◆ **AIM OF THE EXERCISE**:
Identify every line in the data that contains the string "cover", and copy each such line in full. Case counts.

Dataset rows
Begin

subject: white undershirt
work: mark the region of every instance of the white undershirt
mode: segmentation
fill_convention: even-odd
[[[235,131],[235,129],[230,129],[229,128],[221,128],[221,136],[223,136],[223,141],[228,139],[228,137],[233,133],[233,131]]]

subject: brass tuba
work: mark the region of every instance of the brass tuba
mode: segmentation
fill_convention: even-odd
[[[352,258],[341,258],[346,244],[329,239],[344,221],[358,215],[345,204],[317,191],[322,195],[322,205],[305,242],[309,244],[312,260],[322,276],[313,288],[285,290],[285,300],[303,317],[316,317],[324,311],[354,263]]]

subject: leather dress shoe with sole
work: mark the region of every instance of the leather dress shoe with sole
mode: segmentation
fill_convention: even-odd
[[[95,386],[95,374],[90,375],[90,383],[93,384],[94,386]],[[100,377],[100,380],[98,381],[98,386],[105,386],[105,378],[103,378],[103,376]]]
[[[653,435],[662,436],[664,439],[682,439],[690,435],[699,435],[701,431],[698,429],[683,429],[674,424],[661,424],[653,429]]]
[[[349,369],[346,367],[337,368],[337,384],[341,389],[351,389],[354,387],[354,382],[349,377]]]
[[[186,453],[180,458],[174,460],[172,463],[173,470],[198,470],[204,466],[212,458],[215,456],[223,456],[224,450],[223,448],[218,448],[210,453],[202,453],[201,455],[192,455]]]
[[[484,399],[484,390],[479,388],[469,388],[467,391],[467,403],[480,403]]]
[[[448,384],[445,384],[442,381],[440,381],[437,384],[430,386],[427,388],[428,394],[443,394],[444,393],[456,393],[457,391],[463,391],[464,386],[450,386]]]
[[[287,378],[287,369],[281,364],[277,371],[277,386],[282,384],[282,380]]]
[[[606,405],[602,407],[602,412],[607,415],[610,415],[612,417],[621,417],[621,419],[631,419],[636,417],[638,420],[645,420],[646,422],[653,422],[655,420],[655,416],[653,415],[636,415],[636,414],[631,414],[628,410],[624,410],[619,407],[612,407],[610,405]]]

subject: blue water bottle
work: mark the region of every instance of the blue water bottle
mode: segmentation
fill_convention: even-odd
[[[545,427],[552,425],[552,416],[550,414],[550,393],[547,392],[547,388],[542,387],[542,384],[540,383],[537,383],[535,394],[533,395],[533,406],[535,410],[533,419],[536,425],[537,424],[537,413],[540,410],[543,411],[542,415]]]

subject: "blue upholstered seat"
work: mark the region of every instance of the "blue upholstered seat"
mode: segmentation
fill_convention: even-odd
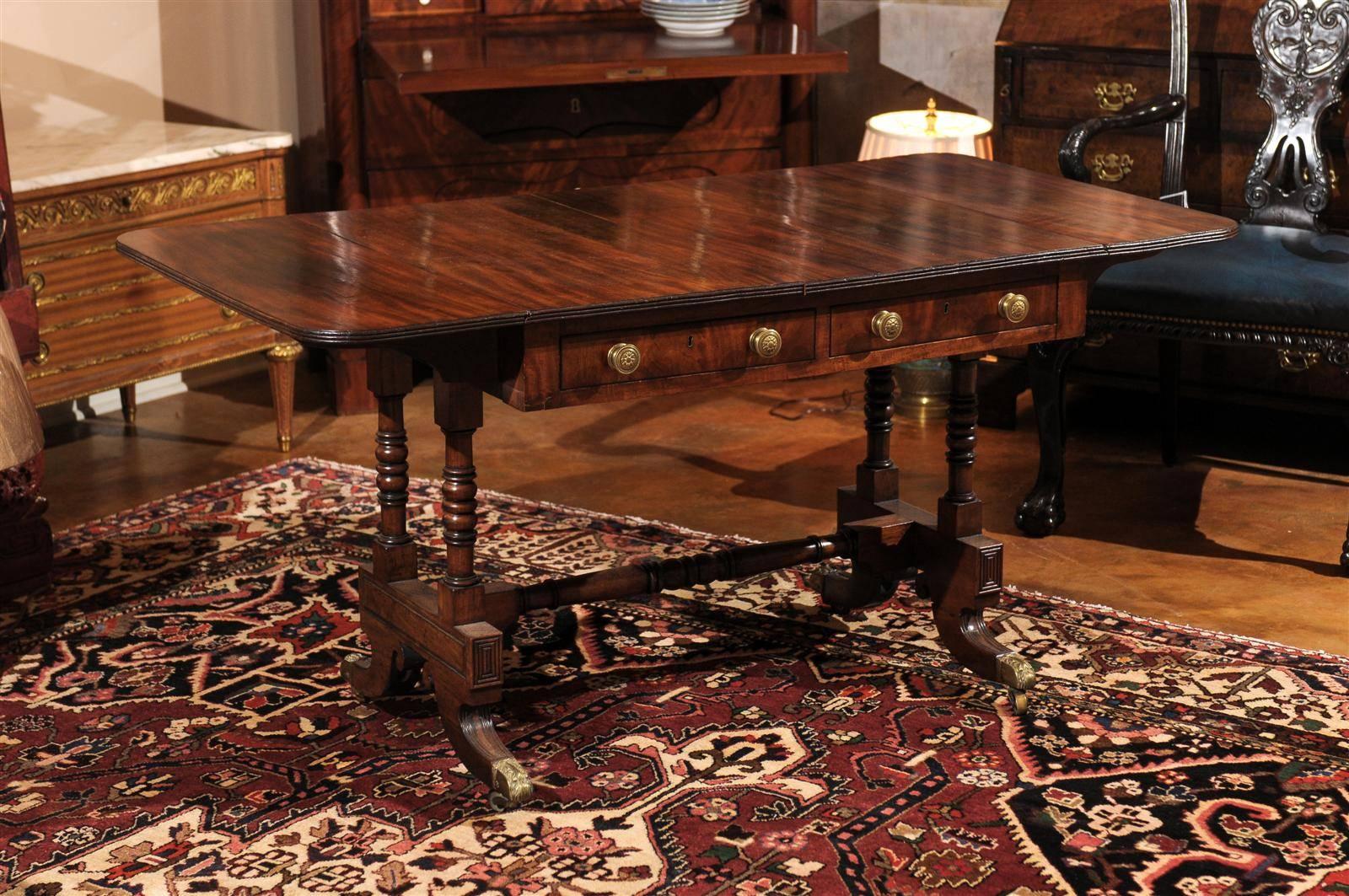
[[[1349,236],[1242,224],[1230,240],[1116,264],[1090,308],[1349,333]]]

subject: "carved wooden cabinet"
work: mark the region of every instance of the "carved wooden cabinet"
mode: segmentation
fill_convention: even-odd
[[[1245,178],[1269,128],[1257,96],[1260,70],[1251,23],[1260,0],[1190,0],[1190,109],[1184,175],[1194,208],[1240,219]],[[994,157],[1058,173],[1058,148],[1074,124],[1129,109],[1167,92],[1167,0],[1066,3],[1010,0],[996,47]],[[1326,215],[1349,228],[1349,109],[1342,104],[1322,135],[1337,173]],[[1161,125],[1114,131],[1087,151],[1093,184],[1156,197],[1161,193]],[[1120,336],[1081,352],[1075,378],[1156,379],[1155,340]],[[1273,352],[1193,347],[1184,358],[1190,391],[1249,399],[1334,399],[1342,412],[1344,382],[1329,364],[1280,368]]]
[[[115,251],[151,224],[283,215],[286,134],[96,121],[11,135],[23,275],[36,293],[38,352],[26,366],[39,406],[267,351],[278,440],[290,443],[298,347]]]
[[[637,0],[324,0],[333,205],[757,171],[812,161],[815,1],[679,39]],[[339,413],[372,409],[336,352]]]

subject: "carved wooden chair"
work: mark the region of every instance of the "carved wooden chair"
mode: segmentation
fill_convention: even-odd
[[[1321,221],[1331,174],[1319,138],[1322,119],[1341,101],[1349,67],[1349,0],[1269,0],[1256,13],[1252,38],[1261,69],[1259,94],[1272,123],[1246,177],[1249,213],[1237,236],[1117,264],[1097,281],[1087,310],[1087,339],[1114,332],[1160,339],[1168,464],[1176,455],[1183,341],[1278,351],[1287,363],[1325,362],[1344,372],[1349,397],[1349,236],[1327,233]],[[1184,204],[1186,50],[1184,0],[1171,0],[1170,93],[1070,131],[1059,150],[1066,177],[1090,179],[1085,152],[1097,134],[1166,121],[1161,198]],[[1017,510],[1017,526],[1027,534],[1048,536],[1064,520],[1063,383],[1079,344],[1047,343],[1031,351],[1040,472]],[[1349,573],[1349,530],[1340,565]]]

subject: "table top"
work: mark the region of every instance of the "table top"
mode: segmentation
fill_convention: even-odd
[[[281,150],[285,131],[246,131],[171,121],[100,117],[67,127],[11,128],[11,185],[15,196],[84,184],[224,155]]]
[[[1225,239],[1230,219],[963,155],[123,235],[128,256],[304,343],[884,285]]]

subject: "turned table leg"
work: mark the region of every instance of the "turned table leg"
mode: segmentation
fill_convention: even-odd
[[[277,414],[277,447],[282,451],[290,451],[290,428],[295,410],[295,359],[304,351],[295,343],[282,343],[267,349],[271,405]]]
[[[951,359],[947,491],[938,499],[936,521],[938,534],[973,549],[939,557],[925,573],[942,644],[970,671],[1008,685],[1013,706],[1024,711],[1035,671],[1025,657],[998,644],[983,622],[983,610],[996,606],[1001,594],[1002,545],[982,537],[983,509],[974,494],[977,362],[967,355]]]
[[[478,578],[478,484],[473,432],[483,425],[483,394],[467,383],[436,376],[436,422],[445,433],[441,521],[445,575],[437,586],[440,622],[464,645],[461,668],[429,664],[436,704],[460,761],[494,792],[494,803],[514,806],[533,795],[525,768],[496,734],[491,704],[500,702],[503,637],[487,622],[490,588]]]
[[[839,502],[839,526],[858,518],[871,517],[877,506],[900,497],[900,471],[890,459],[890,432],[894,429],[894,368],[869,367],[866,371],[862,413],[866,426],[866,459],[857,466],[857,490],[853,506]],[[857,510],[855,506],[866,510]],[[835,613],[851,613],[859,607],[889,600],[900,580],[870,563],[867,555],[853,557],[853,571],[819,571],[811,586],[820,599]]]
[[[413,390],[411,362],[398,352],[371,351],[370,390],[379,399],[375,433],[375,484],[379,488],[379,530],[371,548],[371,575],[383,583],[417,578],[417,544],[407,532],[407,432],[403,397]],[[424,660],[378,613],[378,596],[362,588],[360,627],[370,656],[349,654],[343,677],[366,699],[407,694],[421,677]]]

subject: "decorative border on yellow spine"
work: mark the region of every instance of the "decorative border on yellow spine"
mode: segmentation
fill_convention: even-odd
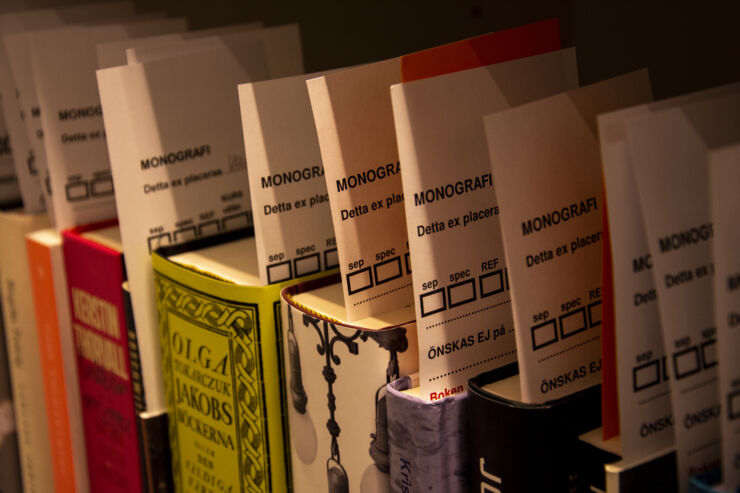
[[[182,443],[180,431],[194,432],[196,435],[202,435],[207,443],[211,440],[215,443],[221,443],[228,446],[229,442],[237,452],[240,491],[271,491],[270,484],[270,461],[269,461],[269,443],[267,440],[266,429],[266,407],[265,391],[263,378],[263,364],[260,351],[260,326],[259,313],[256,304],[238,303],[231,300],[225,300],[213,297],[182,285],[173,279],[170,279],[161,273],[155,271],[154,284],[157,295],[157,309],[159,311],[159,329],[160,342],[162,347],[162,370],[165,379],[165,389],[167,395],[167,407],[170,413],[170,443],[172,446],[172,463],[173,477],[176,491],[189,491],[198,486],[193,485],[193,481],[209,485],[211,488],[218,490],[225,486],[219,485],[223,480],[219,474],[214,471],[208,471],[207,468],[201,467],[198,461],[205,459],[200,454],[194,461],[192,458],[183,457],[183,449],[186,445]],[[173,340],[170,321],[175,316],[181,321],[192,325],[194,330],[203,330],[205,337],[210,340],[222,339],[228,342],[228,355],[224,359],[213,359],[212,350],[209,348],[207,364],[202,353],[204,350],[191,347],[192,340],[183,339],[180,342]],[[179,323],[179,322],[178,322]],[[226,341],[223,341],[226,339]],[[175,347],[177,346],[177,347]],[[196,341],[196,346],[198,342]],[[175,358],[173,353],[179,350],[178,355],[185,355],[183,358]],[[199,390],[192,391],[191,395],[185,395],[186,391],[179,388],[175,368],[182,370],[183,361],[192,363],[196,366],[201,363],[198,371],[199,378],[204,375],[207,377],[208,372],[215,368],[211,365],[219,366],[219,371],[224,375],[227,369],[230,370],[230,380],[226,383],[225,392],[222,395],[230,393],[230,402],[223,402],[223,407],[218,412],[221,418],[229,416],[229,406],[231,410],[236,411],[235,419],[229,423],[227,419],[222,419],[230,425],[227,435],[219,435],[215,426],[210,426],[209,422],[214,422],[214,409],[217,407],[216,401],[211,400],[211,404],[206,404],[212,397],[207,396],[206,392],[199,394]],[[177,361],[175,361],[177,360]],[[182,373],[182,372],[181,372]],[[193,373],[195,374],[195,373]],[[197,379],[196,379],[197,380]],[[200,382],[204,380],[201,378]],[[229,392],[228,385],[231,386]],[[197,387],[191,385],[191,387]],[[202,389],[200,389],[202,390]],[[211,394],[212,395],[212,394]],[[204,399],[203,396],[206,396]],[[178,401],[186,405],[178,407]],[[197,404],[191,404],[196,403]],[[205,408],[208,408],[206,412]],[[192,433],[191,433],[192,435]],[[209,438],[210,437],[210,438]],[[215,440],[214,440],[215,438]],[[197,446],[196,446],[197,448]],[[228,448],[228,447],[227,447]],[[201,451],[202,452],[202,451]],[[193,456],[198,454],[193,453]],[[213,457],[218,459],[218,457]],[[185,460],[185,463],[183,463]],[[216,464],[215,467],[218,467]],[[187,470],[189,484],[183,482],[183,469]],[[227,474],[234,474],[236,471],[228,471]],[[196,479],[193,479],[196,478]]]

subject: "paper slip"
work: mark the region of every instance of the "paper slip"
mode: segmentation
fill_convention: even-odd
[[[740,94],[627,122],[671,377],[678,483],[719,465],[708,151],[740,141]]]
[[[21,36],[15,41],[11,65],[5,36],[49,29],[64,23],[133,15],[133,10],[133,4],[129,2],[106,2],[0,16],[0,99],[12,147],[16,150],[14,162],[26,212],[40,212],[45,208],[45,190],[39,171],[46,163],[41,140],[43,133],[26,39]],[[8,96],[2,97],[3,94]],[[24,102],[28,104],[24,105]]]
[[[43,141],[44,132],[41,129],[41,109],[28,49],[28,37],[24,32],[3,36],[3,40],[8,56],[9,75],[12,76],[12,83],[8,90],[16,94],[17,110],[21,116],[21,130],[25,133],[28,146],[19,149],[27,157],[25,166],[16,168],[16,173],[18,173],[18,181],[21,184],[24,204],[28,197],[28,207],[33,207],[34,211],[41,211],[45,208],[46,197],[42,188],[44,176],[42,170],[46,169],[46,151]],[[21,143],[21,146],[23,144]]]
[[[673,446],[669,361],[663,346],[640,197],[627,148],[630,118],[708,99],[740,84],[599,115],[614,279],[615,338],[622,457],[647,457]]]
[[[239,86],[257,260],[264,284],[339,266],[306,88],[306,79],[316,75]]]
[[[390,98],[400,78],[394,58],[306,82],[349,322],[413,303]]]
[[[649,99],[643,70],[484,119],[524,402],[550,401],[601,380],[596,115]]]
[[[41,11],[37,15],[0,15],[0,103],[3,119],[10,139],[14,171],[24,209],[28,213],[44,210],[44,194],[41,190],[38,168],[23,122],[20,106],[20,93],[16,91],[15,80],[10,69],[10,60],[3,42],[5,35],[23,32],[33,28],[47,28],[61,24],[54,11]]]
[[[391,88],[427,399],[516,361],[482,118],[577,86],[569,49]]]
[[[259,43],[98,71],[148,411],[165,408],[149,252],[251,224],[236,86],[267,76]]]
[[[21,191],[13,166],[10,136],[5,128],[5,119],[0,115],[0,206],[7,207],[21,201]]]
[[[722,405],[722,479],[725,491],[740,487],[740,145],[709,154],[709,197],[714,225],[714,309],[717,322],[719,397]]]
[[[126,65],[126,50],[129,48],[144,48],[159,44],[167,44],[182,39],[198,38],[203,36],[213,36],[223,33],[245,31],[250,29],[259,29],[262,27],[260,22],[250,22],[246,24],[236,24],[233,26],[218,27],[213,29],[202,29],[198,31],[183,31],[174,34],[161,34],[157,36],[147,36],[143,38],[121,39],[118,41],[109,41],[100,43],[96,46],[98,53],[98,68],[111,68],[120,65]]]
[[[250,45],[258,41],[264,45],[267,70],[271,78],[290,77],[303,73],[303,52],[298,24],[227,32],[219,36],[172,41],[148,48],[127,49],[126,57],[129,63],[146,62],[223,45],[237,49],[239,46]]]
[[[116,217],[95,45],[186,28],[184,18],[69,26],[27,34],[43,111],[47,173],[59,229]]]

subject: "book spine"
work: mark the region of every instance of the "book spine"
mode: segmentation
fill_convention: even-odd
[[[49,423],[49,444],[54,467],[54,486],[59,493],[76,491],[75,464],[70,433],[70,414],[67,406],[56,293],[54,292],[54,267],[52,251],[47,245],[26,240],[31,273],[31,287],[36,307],[36,326],[43,387],[46,395],[46,414]],[[64,296],[66,293],[59,293]]]
[[[43,216],[0,214],[0,276],[13,410],[18,430],[23,489],[54,491],[46,397],[36,317],[31,299],[25,235],[48,226]]]
[[[171,493],[172,455],[168,438],[167,413],[137,414],[139,443],[141,444],[142,488],[146,493]]]
[[[386,386],[391,491],[470,491],[467,394],[428,402],[400,392],[409,385]]]
[[[497,398],[479,385],[480,379],[515,369],[516,364],[509,365],[469,382],[472,489],[507,493],[589,491],[589,461],[578,436],[600,424],[600,387],[544,405],[527,405]]]
[[[65,231],[77,368],[92,491],[139,493],[138,433],[119,252]]]
[[[13,399],[10,392],[10,369],[5,352],[5,330],[0,306],[0,491],[22,493],[21,463],[18,454],[18,433],[13,418]]]
[[[388,491],[385,389],[418,371],[415,324],[363,330],[283,302],[294,491]]]
[[[131,292],[128,283],[123,287],[123,306],[126,316],[131,380],[134,389],[134,405],[141,458],[142,489],[146,493],[169,493],[175,490],[172,483],[170,442],[167,433],[167,413],[146,412],[146,396],[141,374],[139,343],[136,336]]]
[[[154,260],[175,490],[286,491],[280,411],[266,392],[279,400],[275,336],[267,342],[279,288],[216,296],[202,276]]]

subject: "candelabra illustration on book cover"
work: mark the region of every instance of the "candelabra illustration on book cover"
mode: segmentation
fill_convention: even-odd
[[[415,324],[364,330],[293,304],[284,316],[295,491],[388,491],[385,385],[418,370]]]

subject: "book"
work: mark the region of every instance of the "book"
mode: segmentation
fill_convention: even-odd
[[[389,88],[399,58],[306,82],[319,139],[348,320],[413,303]],[[382,232],[382,234],[378,234]]]
[[[152,254],[176,491],[289,488],[279,294],[290,281],[260,285],[253,233]]]
[[[468,382],[472,489],[589,491],[578,437],[599,426],[600,387],[527,403],[519,379],[512,363]]]
[[[57,492],[87,492],[82,403],[67,297],[62,237],[56,229],[26,236],[36,309],[49,445]]]
[[[128,281],[121,285],[123,307],[128,337],[129,365],[134,391],[136,430],[139,439],[142,491],[146,493],[168,493],[174,491],[172,483],[172,456],[168,435],[168,420],[165,411],[148,412],[144,381],[141,374],[139,340],[136,335],[134,312],[131,306],[131,290]]]
[[[115,221],[62,232],[91,491],[142,491]]]
[[[650,493],[677,491],[676,450],[668,447],[642,456],[622,456],[620,437],[604,439],[601,428],[580,436],[586,448],[589,470],[585,472],[591,491],[606,493]]]
[[[662,109],[737,92],[740,84],[664,99],[599,115],[601,162],[606,191],[606,218],[611,232],[613,297],[604,296],[604,324],[614,324],[616,385],[612,399],[618,401],[616,426],[621,435],[621,455],[631,461],[653,455],[674,444],[676,415],[670,397],[670,364],[663,346],[658,295],[653,280],[653,259],[645,232],[643,211],[635,182],[634,164],[626,127],[631,118]],[[608,245],[605,242],[605,245]],[[606,263],[605,258],[605,263]],[[606,265],[605,265],[606,267]],[[613,315],[607,316],[607,306]],[[602,385],[602,391],[607,389]],[[618,395],[617,395],[618,394]],[[604,418],[603,426],[608,427]]]
[[[166,407],[149,253],[252,223],[236,86],[273,75],[265,36],[97,73],[148,412]]]
[[[649,99],[642,70],[484,118],[525,403],[601,382],[596,115]]]
[[[482,118],[577,85],[575,50],[569,49],[391,87],[416,319],[423,329],[420,385],[430,400],[516,361]],[[435,348],[431,358],[428,347]]]
[[[719,396],[724,407],[722,430],[722,483],[725,490],[740,488],[740,365],[733,348],[737,348],[737,326],[740,325],[740,246],[734,211],[738,194],[732,184],[738,183],[740,145],[726,146],[709,154],[709,197],[714,225],[714,319],[717,324]]]
[[[559,47],[558,23],[550,20],[307,82],[350,320],[414,300],[389,86]]]
[[[635,117],[627,142],[670,368],[679,491],[718,468],[718,384],[708,154],[740,141],[740,93]],[[734,356],[733,356],[734,358]],[[733,459],[734,462],[735,459]],[[728,467],[725,465],[725,467]]]
[[[0,491],[22,493],[21,463],[18,453],[18,432],[13,413],[10,367],[5,343],[2,305],[0,305]]]
[[[249,195],[263,284],[338,267],[306,79],[239,85]],[[280,231],[283,234],[271,234]]]
[[[560,23],[547,19],[404,55],[401,80],[420,80],[559,49]]]
[[[27,214],[18,209],[0,211],[3,236],[0,241],[0,292],[25,491],[54,491],[46,396],[41,384],[44,380],[42,349],[36,330],[26,253],[26,234],[48,226],[46,214]]]
[[[20,203],[21,189],[15,174],[10,134],[5,126],[5,118],[0,114],[0,207],[8,209]]]
[[[339,274],[282,301],[294,490],[388,491],[386,384],[418,372],[413,309],[349,322]]]
[[[390,491],[469,491],[468,393],[430,402],[416,380],[386,386]]]

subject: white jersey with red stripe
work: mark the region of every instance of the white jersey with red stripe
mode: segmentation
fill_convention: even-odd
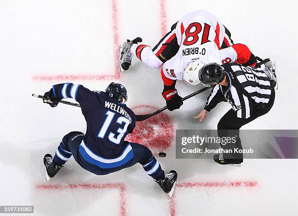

End

◆ **RESPONSE BELOW**:
subject: "candelabra illustration on book cover"
work: mark the region of every instance of the "candelabra illustration on book cover"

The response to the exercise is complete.